● Source document:
╭──

[Web-SIG] Alternative to threading.local, based on the stack

Iwan Vosloo iwan at reahl.org
Mon Jul 7 15:10:12 CEST 2008


On Mon, 2008-07-07 at 13:48 +0100, Matt Goodall wrote:
> Iwan Vosloo wrote:
> > On Fri, 2008-07-04 at 13:39 +0100, Matt Goodall wrote:
> >> The ideal solution is, of course, to pass everything around to whatever
> >> needs it. However, there's really tedious at times.
> >>
> >> Whatever the architecture of the web server there is always a request
> >> or, in case of WSGI, an env dict. Therefore, request-scope objects
> >> should be associated with the request.
> > 
> > True, but even passing a request or env dict around to everyone gets
> > tedious don't you think?
> 
> Yes, it can be tedious but I believe explicit arg passing is necessary
> to make code readable, testable and reusable.
> 
> If it's web-related code then give it the request, it will almost
> certainly need it. Otherwise, don't.

╰──

● Task to complete: Write out the Web-SIG message above word for word, from "On Mon, 2008-07-07" up to and including "with the request.".

● Source material:
╭──

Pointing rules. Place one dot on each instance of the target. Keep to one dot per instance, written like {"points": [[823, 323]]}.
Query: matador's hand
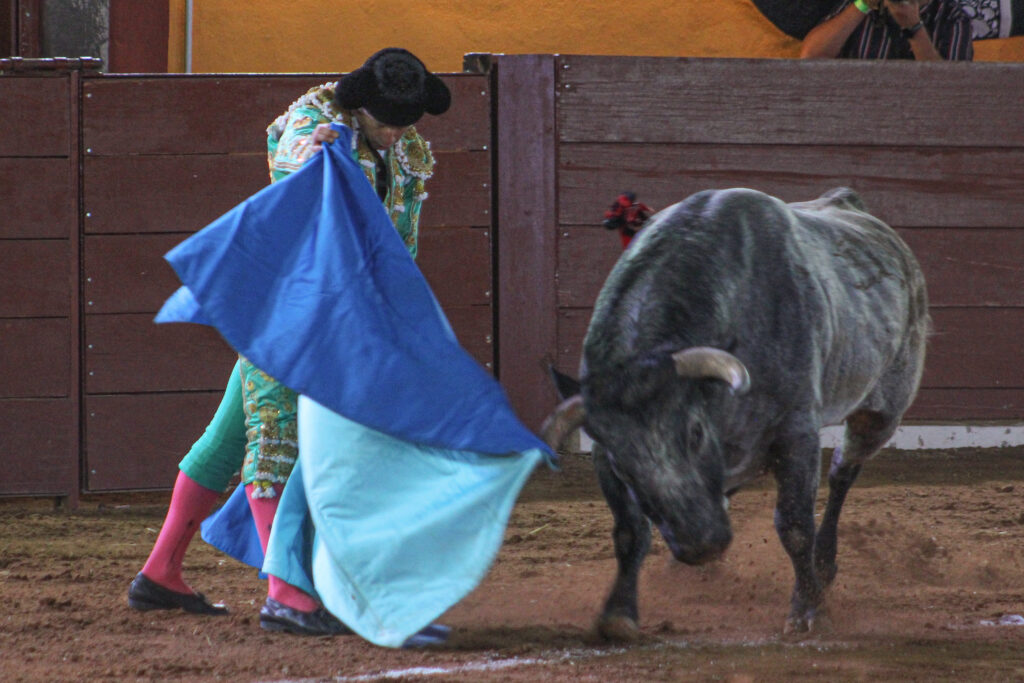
{"points": [[323, 133]]}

╰──

● Solved problem:
On Mon, 2008-07-07 at 13:48 +0100, Matt Goodall wrote:
> Iwan Vosloo wrote:
> > On Fri, 2008-07-04 at 13:39 +0100, Matt Goodall wrote:
> >> The ideal solution is, of course, to pass everything around to whatever
> >> needs it. However, there's really tedious at times.
> >>
> >> Whatever the architecture of the web server there is always a request
> >> or, in case of WSGI, an env dict. Therefore, request-scope objects
> >> should be associated with the request.